● **OBJECTIVE**: Rewrite the lines below, changing every "dropping a marker" to "placing a pin" and leaving everything else unchanged.

● **PROVIDED MATERIAL**:
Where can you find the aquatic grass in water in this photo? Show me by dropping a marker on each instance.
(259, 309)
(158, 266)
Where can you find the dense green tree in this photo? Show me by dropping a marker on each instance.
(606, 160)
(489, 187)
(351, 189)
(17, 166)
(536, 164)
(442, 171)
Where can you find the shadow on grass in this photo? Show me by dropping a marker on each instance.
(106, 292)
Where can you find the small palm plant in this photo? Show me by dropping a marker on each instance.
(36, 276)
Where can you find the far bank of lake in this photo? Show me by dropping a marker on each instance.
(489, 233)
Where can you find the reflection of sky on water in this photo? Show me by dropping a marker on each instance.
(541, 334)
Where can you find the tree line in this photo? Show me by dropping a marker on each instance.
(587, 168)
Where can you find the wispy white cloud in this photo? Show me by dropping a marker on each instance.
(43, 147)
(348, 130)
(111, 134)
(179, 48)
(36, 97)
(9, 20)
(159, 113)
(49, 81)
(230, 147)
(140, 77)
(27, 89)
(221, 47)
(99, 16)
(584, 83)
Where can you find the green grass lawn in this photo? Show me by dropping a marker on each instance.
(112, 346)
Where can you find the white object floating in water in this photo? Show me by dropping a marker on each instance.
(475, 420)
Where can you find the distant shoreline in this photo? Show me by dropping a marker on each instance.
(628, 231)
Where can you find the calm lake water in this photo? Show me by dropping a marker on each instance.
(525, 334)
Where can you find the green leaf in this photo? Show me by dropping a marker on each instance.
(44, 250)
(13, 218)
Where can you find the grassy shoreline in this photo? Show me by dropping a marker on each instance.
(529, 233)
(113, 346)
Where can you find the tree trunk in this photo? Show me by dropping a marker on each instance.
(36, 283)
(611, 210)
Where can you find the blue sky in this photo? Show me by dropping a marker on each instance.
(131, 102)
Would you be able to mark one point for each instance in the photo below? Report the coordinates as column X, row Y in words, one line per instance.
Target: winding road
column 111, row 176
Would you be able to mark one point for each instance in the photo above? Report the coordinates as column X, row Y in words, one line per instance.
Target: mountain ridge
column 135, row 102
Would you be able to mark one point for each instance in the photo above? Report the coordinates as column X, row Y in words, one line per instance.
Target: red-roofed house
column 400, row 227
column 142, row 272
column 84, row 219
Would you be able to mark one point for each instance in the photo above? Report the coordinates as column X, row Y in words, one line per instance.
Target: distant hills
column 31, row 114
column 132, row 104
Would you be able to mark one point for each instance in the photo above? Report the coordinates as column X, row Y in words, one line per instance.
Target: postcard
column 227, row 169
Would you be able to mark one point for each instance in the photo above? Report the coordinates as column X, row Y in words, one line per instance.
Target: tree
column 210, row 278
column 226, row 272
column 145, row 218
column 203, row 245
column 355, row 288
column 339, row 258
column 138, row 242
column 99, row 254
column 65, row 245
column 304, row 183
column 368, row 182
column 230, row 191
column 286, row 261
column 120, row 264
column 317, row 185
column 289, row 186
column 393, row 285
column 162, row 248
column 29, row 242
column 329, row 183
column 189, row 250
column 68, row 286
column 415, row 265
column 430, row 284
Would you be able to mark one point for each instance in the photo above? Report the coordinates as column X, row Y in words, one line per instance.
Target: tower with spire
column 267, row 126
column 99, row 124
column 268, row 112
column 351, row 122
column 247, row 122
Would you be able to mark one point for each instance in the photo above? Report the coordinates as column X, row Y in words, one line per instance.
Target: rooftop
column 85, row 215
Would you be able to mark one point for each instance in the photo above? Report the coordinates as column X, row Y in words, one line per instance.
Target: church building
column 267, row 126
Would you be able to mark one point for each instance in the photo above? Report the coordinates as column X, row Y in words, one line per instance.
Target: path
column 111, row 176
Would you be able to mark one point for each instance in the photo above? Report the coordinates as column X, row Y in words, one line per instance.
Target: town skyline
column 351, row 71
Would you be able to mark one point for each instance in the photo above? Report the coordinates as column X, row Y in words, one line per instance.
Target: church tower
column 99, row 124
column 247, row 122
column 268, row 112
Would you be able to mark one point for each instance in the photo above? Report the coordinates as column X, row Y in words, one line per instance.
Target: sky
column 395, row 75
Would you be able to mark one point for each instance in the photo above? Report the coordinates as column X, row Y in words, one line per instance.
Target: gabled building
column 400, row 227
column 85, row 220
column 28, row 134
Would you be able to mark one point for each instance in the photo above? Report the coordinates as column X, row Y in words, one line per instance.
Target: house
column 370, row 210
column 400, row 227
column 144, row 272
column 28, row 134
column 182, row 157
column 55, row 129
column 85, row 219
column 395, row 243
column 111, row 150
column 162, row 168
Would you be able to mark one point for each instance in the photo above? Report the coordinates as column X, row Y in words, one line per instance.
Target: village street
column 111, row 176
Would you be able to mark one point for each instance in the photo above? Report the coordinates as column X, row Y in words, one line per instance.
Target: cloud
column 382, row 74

● **RESULT**:
Where can you find the aquatic grass in water in this photo? Show me by placing a pin on each instance.
(259, 309)
(158, 266)
Where can you find the dense green tree in this photo? Show me by placing a pin on each instance.
(606, 160)
(489, 187)
(351, 189)
(17, 166)
(536, 164)
(442, 171)
Where can you find the shadow on grass in this photo? Show me by placing a pin on each instance.
(106, 292)
Where can you find the small palm plant in this photo? Show me by placing a pin on each instance.
(36, 276)
Where can you find the far bank of lake in this photo? Show me by placing a pin on each instance.
(489, 233)
Where can you find the reflection of sky on water in this photo? Show me by placing a pin on each instance.
(541, 334)
Where can you find the tree line in this photo? Show me by placing a pin on each instance.
(587, 168)
Where can you find the wispy white cloud in this photo? Show me by placing a pin on each instance.
(43, 147)
(348, 130)
(111, 134)
(179, 48)
(36, 97)
(9, 20)
(159, 113)
(49, 81)
(230, 147)
(140, 77)
(27, 89)
(221, 47)
(99, 16)
(584, 83)
Where can you find the green grass lawn in this photo? Show me by placing a pin on each instance.
(112, 346)
Where can you find the white object floating in water in this photo? Show me by placing a pin on each instance.
(475, 420)
Where can you find the distant shoreline in this photo? Show me by placing a pin on each instance.
(628, 231)
Where can you find the calm lake water in this photo? Show me by placing a pin on each instance.
(525, 334)
Where can you find the green leaf in this photo? Show me by placing a pin on each instance.
(44, 250)
(13, 218)
Where can you find the grassy shoreline in this photo? Show me by placing a pin on each instance.
(529, 233)
(113, 346)
Where can you find the tree trunk in this photo? Show me by placing a pin on each instance.
(36, 283)
(611, 210)
Where can you find the blue sky in this photo? Show me by placing a pin on each instance.
(131, 102)
Would you be able to mark one point for each instance in the photo below? Report the coordinates as column X, row Y in words, one line per instance.
Target: winding road
column 111, row 176
Would you be able to mark one point for each instance in the photo above? Report the coordinates as column X, row Y in words, one line per instance.
Target: mountain ridge
column 135, row 102
Would you be able to mark one point for each instance in the photo above? Report the coordinates as column X, row Y in words, one line per instance.
Target: red-roofed house
column 400, row 227
column 142, row 272
column 84, row 219
Would you be able to mark one point for each instance in the photo above? Report the coordinates as column X, row Y in words, one line per instance.
Target: distant hills
column 31, row 114
column 132, row 104
Would you be able to mark one point for each instance in the photo above? Report the coordinates as column X, row Y in words, one line per instance.
Target: postcard
column 227, row 169
Would you be able to mark one point for each instance in the photo above? Report the coordinates as column X, row Y in words, one line per instance.
Target: tree
column 210, row 278
column 226, row 272
column 145, row 218
column 203, row 245
column 355, row 288
column 339, row 258
column 138, row 242
column 99, row 254
column 65, row 245
column 304, row 183
column 368, row 182
column 230, row 191
column 286, row 261
column 120, row 264
column 317, row 185
column 289, row 186
column 393, row 285
column 162, row 248
column 29, row 242
column 329, row 183
column 189, row 250
column 68, row 286
column 415, row 265
column 430, row 284
Would you be able to mark one point for each instance in the photo above? Report the coordinates as column X, row Y in words, one line per instance.
Target: tower with spire
column 267, row 126
column 99, row 124
column 268, row 112
column 351, row 122
column 247, row 122
Would you be able to mark one point for each instance in the photo above? Report the coordinates as column X, row Y in words, one line per instance.
Target: rooftop
column 85, row 215
Would you be able to mark one point for each instance in the photo above? Report the coordinates as column X, row Y in words, one line per instance.
Target: church building
column 267, row 126
Would you be able to mark one point for each instance in the photo above? Report the coordinates as column X, row Y in words, one line per instance.
Target: path
column 111, row 176
Would you be able to mark one point for each instance in the photo above? Report the coordinates as column X, row Y in words, one line per instance.
Target: town skyline
column 351, row 71
Would you be able to mark one point for each instance in the photo above? Report the coordinates as column X, row Y in words, one line per instance.
Target: church tower
column 99, row 124
column 247, row 122
column 268, row 112
Would you be able to mark one point for each instance in the photo above? Report the coordinates as column X, row Y in words, one line per instance.
Target: sky
column 395, row 75
Would you be able to mark one point for each instance in the photo above? Report the coordinates as column X, row Y in words, one line per instance.
Target: gabled building
column 400, row 227
column 85, row 220
column 28, row 134
Would you be able to mark one point for each instance in the photo above? Report the coordinates as column X, row Y in words, one line per instance.
Target: house
column 370, row 210
column 400, row 227
column 144, row 272
column 28, row 134
column 182, row 157
column 55, row 129
column 85, row 219
column 395, row 243
column 111, row 150
column 162, row 168
Would you be able to mark one point for each instance in the photo above? Report the coordinates as column X, row Y in words, one line per instance.
Target: village street
column 111, row 176
Would you be able to mark one point for each instance in the photo above? Report the coordinates as column X, row Y in words, one line per instance.
Target: cloud
column 382, row 74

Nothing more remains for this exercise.